What is required:
Repeat all of the data precisely.

— start of Supplied records —

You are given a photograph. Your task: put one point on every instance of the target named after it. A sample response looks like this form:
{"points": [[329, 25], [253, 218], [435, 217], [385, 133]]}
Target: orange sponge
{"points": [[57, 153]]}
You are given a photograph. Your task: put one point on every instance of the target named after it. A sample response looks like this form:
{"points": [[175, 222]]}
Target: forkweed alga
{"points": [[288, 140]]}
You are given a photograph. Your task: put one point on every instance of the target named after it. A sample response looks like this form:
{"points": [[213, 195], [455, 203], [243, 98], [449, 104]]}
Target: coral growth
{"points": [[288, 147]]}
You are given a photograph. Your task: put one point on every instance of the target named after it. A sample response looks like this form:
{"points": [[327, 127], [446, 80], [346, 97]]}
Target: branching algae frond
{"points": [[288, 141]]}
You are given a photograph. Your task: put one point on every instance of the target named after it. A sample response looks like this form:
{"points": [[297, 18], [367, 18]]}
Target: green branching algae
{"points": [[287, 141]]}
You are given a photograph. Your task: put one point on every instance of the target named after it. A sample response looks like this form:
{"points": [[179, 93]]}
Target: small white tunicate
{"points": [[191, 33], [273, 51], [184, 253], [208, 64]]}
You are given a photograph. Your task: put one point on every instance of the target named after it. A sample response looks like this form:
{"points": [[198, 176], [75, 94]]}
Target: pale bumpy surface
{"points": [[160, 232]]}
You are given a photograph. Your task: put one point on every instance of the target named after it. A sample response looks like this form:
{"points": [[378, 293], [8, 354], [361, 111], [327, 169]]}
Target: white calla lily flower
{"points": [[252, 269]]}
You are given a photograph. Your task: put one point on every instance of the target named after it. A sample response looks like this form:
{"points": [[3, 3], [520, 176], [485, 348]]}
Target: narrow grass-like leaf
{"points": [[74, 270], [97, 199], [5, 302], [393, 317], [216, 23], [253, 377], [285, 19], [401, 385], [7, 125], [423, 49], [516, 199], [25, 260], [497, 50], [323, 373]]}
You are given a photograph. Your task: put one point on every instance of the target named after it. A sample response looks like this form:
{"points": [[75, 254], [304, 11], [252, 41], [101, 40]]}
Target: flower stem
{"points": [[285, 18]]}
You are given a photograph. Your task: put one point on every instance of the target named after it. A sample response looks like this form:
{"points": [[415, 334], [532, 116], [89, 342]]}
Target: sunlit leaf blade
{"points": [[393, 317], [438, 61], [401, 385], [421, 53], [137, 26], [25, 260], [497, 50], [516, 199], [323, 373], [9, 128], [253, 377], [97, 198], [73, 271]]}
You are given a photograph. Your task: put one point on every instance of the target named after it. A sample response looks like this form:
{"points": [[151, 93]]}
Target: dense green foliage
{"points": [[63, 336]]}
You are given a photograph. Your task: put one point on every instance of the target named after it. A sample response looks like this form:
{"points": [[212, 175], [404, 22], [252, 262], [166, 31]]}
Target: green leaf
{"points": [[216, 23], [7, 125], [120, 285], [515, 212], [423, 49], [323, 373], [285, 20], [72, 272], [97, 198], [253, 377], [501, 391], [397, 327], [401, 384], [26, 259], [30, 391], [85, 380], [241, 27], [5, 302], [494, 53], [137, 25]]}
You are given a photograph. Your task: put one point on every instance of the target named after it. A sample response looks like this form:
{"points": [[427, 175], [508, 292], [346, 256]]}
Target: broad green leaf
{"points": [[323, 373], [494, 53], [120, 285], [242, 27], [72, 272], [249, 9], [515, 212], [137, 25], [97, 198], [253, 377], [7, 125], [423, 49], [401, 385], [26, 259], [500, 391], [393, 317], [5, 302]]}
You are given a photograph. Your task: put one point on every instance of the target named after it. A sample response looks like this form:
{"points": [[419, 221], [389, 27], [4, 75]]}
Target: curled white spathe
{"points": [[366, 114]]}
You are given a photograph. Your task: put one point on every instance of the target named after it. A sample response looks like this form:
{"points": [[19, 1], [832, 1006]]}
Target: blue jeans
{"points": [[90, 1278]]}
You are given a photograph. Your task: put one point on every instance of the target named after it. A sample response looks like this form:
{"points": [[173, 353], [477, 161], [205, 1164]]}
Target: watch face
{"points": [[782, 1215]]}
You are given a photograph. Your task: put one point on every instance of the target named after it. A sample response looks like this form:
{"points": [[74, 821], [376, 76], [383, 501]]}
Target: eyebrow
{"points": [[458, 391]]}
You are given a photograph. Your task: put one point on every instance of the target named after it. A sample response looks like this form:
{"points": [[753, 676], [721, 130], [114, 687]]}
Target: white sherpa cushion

— end of Supplied records —

Response below:
You are given a photograph. Your task: put one point on every instance of the target named after it. A sample response looks like this form:
{"points": [[329, 25], [253, 218], [435, 217], [385, 133]]}
Target: orange sponge
{"points": [[57, 153]]}
You are given a photograph. Your task: put one point on every instance of the target named after it. A sample response looks like this form:
{"points": [[175, 222]]}
Target: forkweed alga
{"points": [[288, 140]]}
You are given a photograph. Your task: put one point on every instance of the target named after it. A sample response looks like this form:
{"points": [[213, 195], [455, 203], [243, 98], [449, 104]]}
Target: coral growth
{"points": [[288, 147]]}
You are given a photograph. Your task: put one point on every instance of the target named after it. A sample response looks like this form:
{"points": [[327, 127], [446, 80], [346, 97]]}
Target: branching algae frond
{"points": [[288, 141]]}
You are given a photograph. Your task: put one point on every instance of the target named after it. A sample response looks like this form:
{"points": [[297, 18], [367, 18]]}
Target: green branching algae
{"points": [[287, 141]]}
You are given a photograph. Your task: put one point on every instance of the target named after it. A sample response looks like this form:
{"points": [[179, 93]]}
Target: small white tunicate
{"points": [[191, 33], [273, 51], [184, 253], [208, 64]]}
You are given a photograph. Your task: put one point on every instance of the target named after it. A sample response looks like this form:
{"points": [[198, 176], [75, 94]]}
Target: pale bumpy surface
{"points": [[160, 232]]}
You are given a photograph. Your task: put one point on every instance of the target named after it. A sample response looks like this form:
{"points": [[378, 293], [8, 354], [361, 111], [327, 169]]}
Target: white calla lily flower
{"points": [[252, 269]]}
You are given a photograph. Your task: put one point on every instance of the target named after it. A sample response looks like this form:
{"points": [[3, 3], [520, 176], [485, 348]]}
Target: narrow grass-like leaf
{"points": [[74, 270], [97, 199], [5, 302], [393, 317], [216, 23], [253, 377], [285, 19], [401, 385], [7, 125], [423, 49], [516, 199], [25, 260], [497, 50], [323, 373]]}
You are given a photograph. Your task: put one point on every instance of the target named after it. A sample response looks like this form:
{"points": [[75, 254], [304, 11], [252, 41], [101, 40]]}
Target: flower stem
{"points": [[285, 18]]}
You are given a photograph. Your task: put one point on every instance of the target named after it. A sample response looks like this form:
{"points": [[415, 334], [532, 116], [89, 342]]}
Target: sunlit leaf blade
{"points": [[393, 317], [438, 61], [401, 385], [421, 53], [137, 26], [25, 260], [497, 50], [516, 199], [323, 373], [9, 128], [253, 377], [97, 198], [73, 271]]}
You are given a photograph. Your task: put one point on every instance of the target named after it. A sample response looks like this form:
{"points": [[151, 93]]}
Target: dense green foliage
{"points": [[63, 336]]}
You are given a photograph. Your task: put one point on every instance of the target named after it. A sample response looks like this form:
{"points": [[212, 175], [404, 22], [252, 262], [166, 31]]}
Target: green leaf
{"points": [[216, 23], [7, 125], [120, 285], [515, 212], [423, 49], [323, 373], [285, 20], [72, 272], [97, 198], [253, 377], [501, 391], [397, 327], [401, 384], [26, 259], [30, 391], [85, 380], [241, 27], [5, 302], [494, 53], [137, 25]]}
You are given a photograph. Your task: put one point on every instance of the target named after it. A sample response looks like this form:
{"points": [[427, 175], [508, 292], [346, 256]]}
Target: broad green leaf
{"points": [[323, 373], [494, 53], [120, 285], [242, 27], [72, 272], [249, 9], [515, 212], [137, 25], [97, 198], [253, 377], [7, 125], [423, 49], [401, 385], [26, 259], [500, 391], [393, 317], [5, 302]]}
You are given a photograph. Your task: put one point on every instance of the target named after it. A sample response looks like this form:
{"points": [[419, 221], [389, 27], [4, 75]]}
Target: curled white spathe
{"points": [[366, 114]]}
You are given a photograph. Your task: put one point on every instance of the target named after it. A sample response looks like this form:
{"points": [[19, 1], [832, 1006]]}
Target: blue jeans
{"points": [[90, 1278]]}
You are given a photograph. Your task: put one point on every instance of the target named after it. A sample response looks like this form:
{"points": [[173, 353], [477, 161], [205, 1164]]}
Target: watch face
{"points": [[782, 1215]]}
You are given a photograph. Your task: put one point on every instance of the target named after it. A sample response looks like this form:
{"points": [[74, 821], [376, 76], [383, 501]]}
Target: eyebrow
{"points": [[458, 391]]}
You are given a photograph. Your task: put one point on every instance of the target named after it. A sample response looks like this form:
{"points": [[753, 676], [721, 130], [114, 687]]}
Target: white sherpa cushion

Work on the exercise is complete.